— START OF Supplied records —
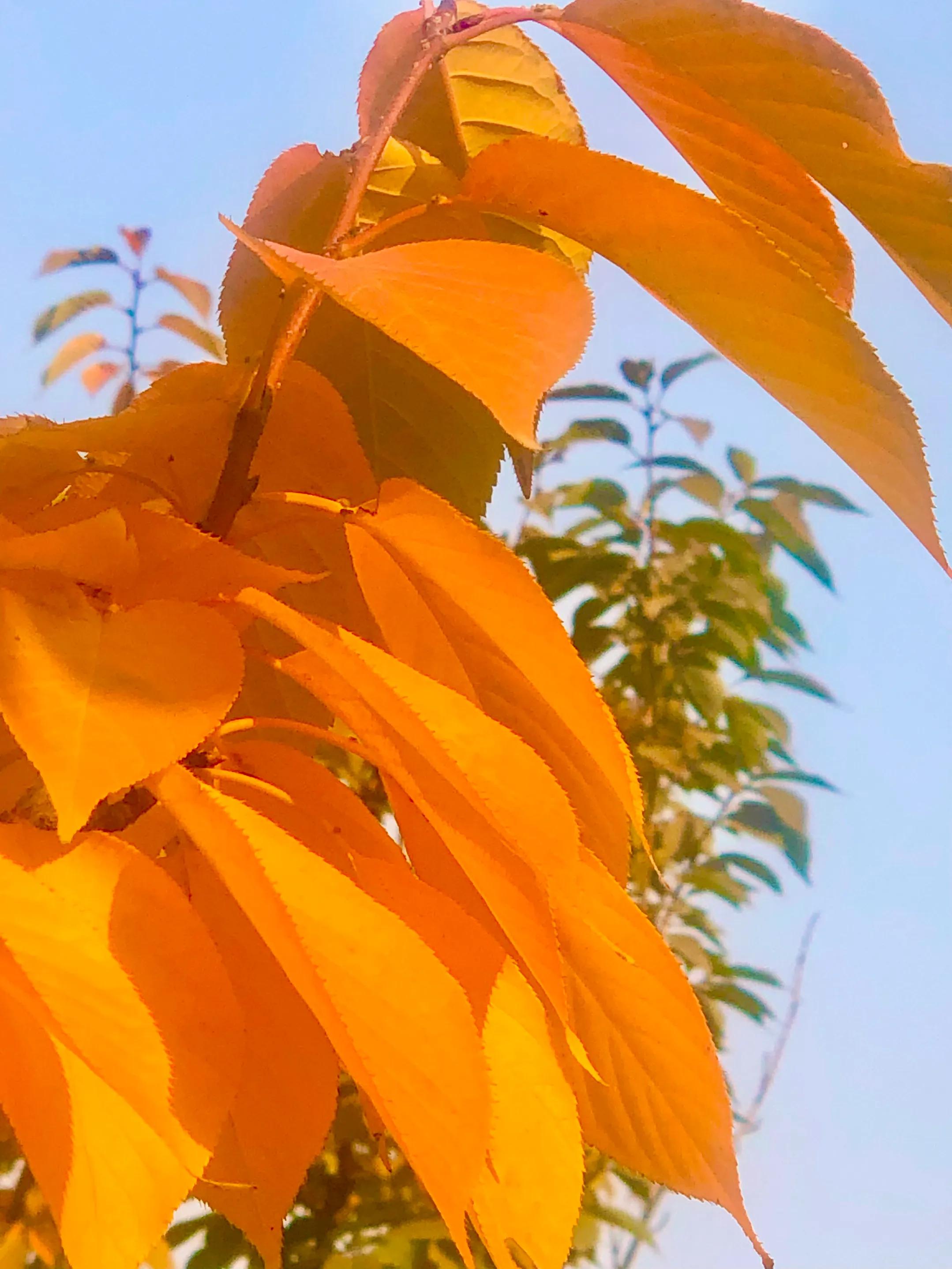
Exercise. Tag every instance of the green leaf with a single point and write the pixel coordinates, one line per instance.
(588, 393)
(756, 867)
(821, 494)
(57, 315)
(705, 689)
(592, 429)
(637, 374)
(743, 465)
(763, 820)
(787, 536)
(796, 681)
(70, 258)
(673, 372)
(737, 998)
(606, 495)
(698, 429)
(205, 339)
(706, 488)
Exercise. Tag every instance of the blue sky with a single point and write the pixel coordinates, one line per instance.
(167, 115)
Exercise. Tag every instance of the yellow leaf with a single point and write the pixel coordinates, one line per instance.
(205, 339)
(129, 1045)
(531, 1190)
(480, 93)
(99, 701)
(289, 1087)
(97, 376)
(740, 165)
(297, 202)
(15, 1248)
(71, 352)
(752, 303)
(663, 1107)
(815, 101)
(399, 1021)
(491, 799)
(454, 602)
(196, 292)
(526, 316)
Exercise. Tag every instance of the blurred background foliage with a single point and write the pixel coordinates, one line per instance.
(666, 572)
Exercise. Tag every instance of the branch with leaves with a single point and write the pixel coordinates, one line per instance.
(294, 537)
(130, 370)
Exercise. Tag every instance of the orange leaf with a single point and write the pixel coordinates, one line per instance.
(468, 614)
(747, 170)
(663, 1108)
(491, 800)
(136, 240)
(752, 303)
(289, 1089)
(399, 1021)
(815, 101)
(127, 1045)
(196, 292)
(97, 376)
(532, 1191)
(71, 352)
(296, 201)
(526, 316)
(99, 701)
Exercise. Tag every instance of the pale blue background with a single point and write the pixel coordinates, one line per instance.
(168, 113)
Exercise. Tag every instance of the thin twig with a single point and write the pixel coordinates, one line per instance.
(235, 484)
(772, 1063)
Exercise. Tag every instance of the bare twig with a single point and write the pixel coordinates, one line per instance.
(772, 1061)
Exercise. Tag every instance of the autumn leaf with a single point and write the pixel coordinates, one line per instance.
(195, 292)
(812, 98)
(99, 701)
(747, 170)
(129, 1045)
(289, 1088)
(57, 315)
(456, 604)
(394, 1013)
(527, 318)
(748, 300)
(71, 352)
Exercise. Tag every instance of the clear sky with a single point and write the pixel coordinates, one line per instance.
(167, 115)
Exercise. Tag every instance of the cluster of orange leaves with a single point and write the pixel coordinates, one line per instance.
(201, 923)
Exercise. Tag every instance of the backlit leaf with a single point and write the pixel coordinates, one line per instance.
(399, 1021)
(814, 99)
(71, 352)
(531, 1188)
(129, 1045)
(136, 240)
(480, 93)
(98, 375)
(746, 169)
(205, 339)
(748, 300)
(516, 656)
(289, 1088)
(663, 1109)
(69, 258)
(195, 292)
(527, 318)
(57, 315)
(99, 701)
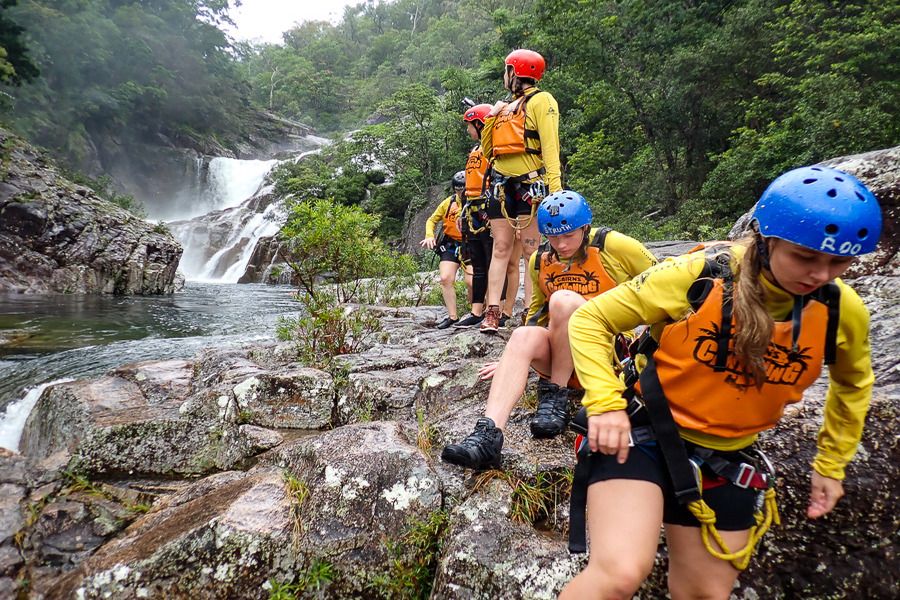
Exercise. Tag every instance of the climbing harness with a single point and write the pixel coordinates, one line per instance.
(644, 392)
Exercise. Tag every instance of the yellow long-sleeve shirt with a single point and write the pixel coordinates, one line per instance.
(541, 115)
(438, 215)
(623, 257)
(658, 297)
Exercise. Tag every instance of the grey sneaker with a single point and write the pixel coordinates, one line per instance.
(469, 320)
(552, 414)
(480, 450)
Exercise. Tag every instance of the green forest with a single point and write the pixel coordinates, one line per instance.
(674, 114)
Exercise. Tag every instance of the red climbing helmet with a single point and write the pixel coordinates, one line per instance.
— END OF Supplied records —
The exercise - All of the material above should be reproduced exactly, except the pictures.

The completed task -
Exercise. Tag every instance of the green leaf with a single point and write the pixel coordinates, one line per instance.
(588, 393)
(756, 867)
(821, 494)
(57, 315)
(705, 689)
(592, 429)
(637, 374)
(743, 465)
(763, 820)
(787, 536)
(796, 681)
(70, 258)
(673, 372)
(737, 998)
(606, 495)
(698, 429)
(205, 339)
(706, 488)
Exercise. Tag every instance of the blue sky with a single point and write the pixel coordinates, one line per instance.
(167, 115)
Exercise. Tag every instance of the yellow leaf with a single point and write the pixel coordinates, one line per instance.
(205, 339)
(129, 1045)
(531, 1190)
(480, 93)
(99, 701)
(289, 1087)
(97, 376)
(740, 165)
(297, 202)
(15, 1248)
(71, 352)
(752, 303)
(663, 1107)
(815, 101)
(399, 1021)
(491, 799)
(454, 602)
(196, 292)
(526, 316)
Exercise. Tag every instance of the blurred background foliage with a single point and write the pixel coordinates, one line per instance.
(666, 572)
Exercise. Tag every instance of the branch with leaves with a single point and write the pixel coordinates, one line per instance.
(294, 537)
(130, 370)
Exercise. Tag every instance of the orange leaf with a single point and write the pixel coordinates, one line per instance.
(468, 614)
(747, 170)
(663, 1108)
(491, 800)
(136, 240)
(752, 303)
(289, 1089)
(399, 1021)
(815, 101)
(127, 1045)
(196, 292)
(97, 376)
(532, 1191)
(71, 352)
(296, 201)
(526, 316)
(99, 701)
Exercise. Tag every instance of the pale blue background with a single point and write the pixel coordinates, one line per instance.
(168, 113)
Exercise. Tag every instance of the thin twig with a single point and write the pixel coordinates, one line per instance.
(235, 484)
(772, 1063)
Exercise. Tag every instance of the bare twig with a single point and write the pixel coordinates, one line per instance.
(772, 1061)
Exercise. Tag every instance of the autumn leaf with a single point and write the pixel coordinates, one line per instance.
(195, 292)
(812, 98)
(99, 701)
(747, 170)
(129, 1045)
(289, 1088)
(57, 315)
(456, 604)
(394, 1013)
(527, 318)
(748, 300)
(71, 352)
Exercise. Tag every instance of the clear sky with a single point and write the pixel coordinates, one line per instance.
(167, 115)
Exercise. Tag every instance of the cluster of orange leaves with a single point and write the pixel coordinates, one line per instance.
(201, 923)
Exercise. Tag every instance of the backlit leaf with a single point and write the pixel coordinates, one line per instance.
(399, 1021)
(814, 99)
(71, 352)
(531, 1188)
(129, 1045)
(136, 240)
(480, 93)
(98, 375)
(746, 169)
(205, 339)
(748, 300)
(516, 656)
(289, 1088)
(663, 1109)
(69, 258)
(195, 292)
(527, 318)
(57, 315)
(99, 701)
Exercise. Tag every instance of the climbing harness with a single point and write the pixel coordinates, one line per instance.
(644, 392)
Exercise. Tag every instance of the yellow long-sleeve shirt with a single point and write the pixel coordinates, one line per instance.
(541, 115)
(438, 215)
(623, 257)
(658, 297)
Exercise. Tag every instance of the grey sneaker with a single point and write the pixel coordinates, one line per instance.
(469, 320)
(552, 414)
(480, 450)
Exercise. Tag every instance of the green forest with a single point and write the pixel coordinates, one line per instance.
(674, 114)
Exercise. Tag every instance of the red climbing helmet with a single point and write the pixel coordinates, one line per instance.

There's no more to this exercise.